▶ **PROBLEM STATEMENT**
The line containing "# Target: wooden rafter" marks the end: output every line of the data up to it, and that line too, exactly as written.

---------- ENTRIES SHOWN

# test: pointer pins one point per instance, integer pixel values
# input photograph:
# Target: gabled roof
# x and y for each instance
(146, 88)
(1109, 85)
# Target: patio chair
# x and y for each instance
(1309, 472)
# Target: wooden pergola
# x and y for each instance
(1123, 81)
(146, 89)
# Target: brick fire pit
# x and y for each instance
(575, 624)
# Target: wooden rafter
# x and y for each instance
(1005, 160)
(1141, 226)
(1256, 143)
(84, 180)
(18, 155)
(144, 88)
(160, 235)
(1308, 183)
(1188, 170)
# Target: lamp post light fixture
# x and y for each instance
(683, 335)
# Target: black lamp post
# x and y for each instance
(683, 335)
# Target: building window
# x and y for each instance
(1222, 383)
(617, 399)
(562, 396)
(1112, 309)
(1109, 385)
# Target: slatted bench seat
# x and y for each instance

--------------------

▶ **SOLVED EXERCISE**
# test: pointer pins one point per instance, integer pixel values
# input photograph:
# Target: gabled roof
# x and y for each instance
(146, 88)
(1109, 85)
# Target: patio chair
# x and y for each instance
(1309, 472)
# Target: wooden pergola
# x and y for each instance
(1123, 81)
(146, 89)
# Target: brick fire pit
# x and y for each instance
(575, 624)
# Target: wooden rafter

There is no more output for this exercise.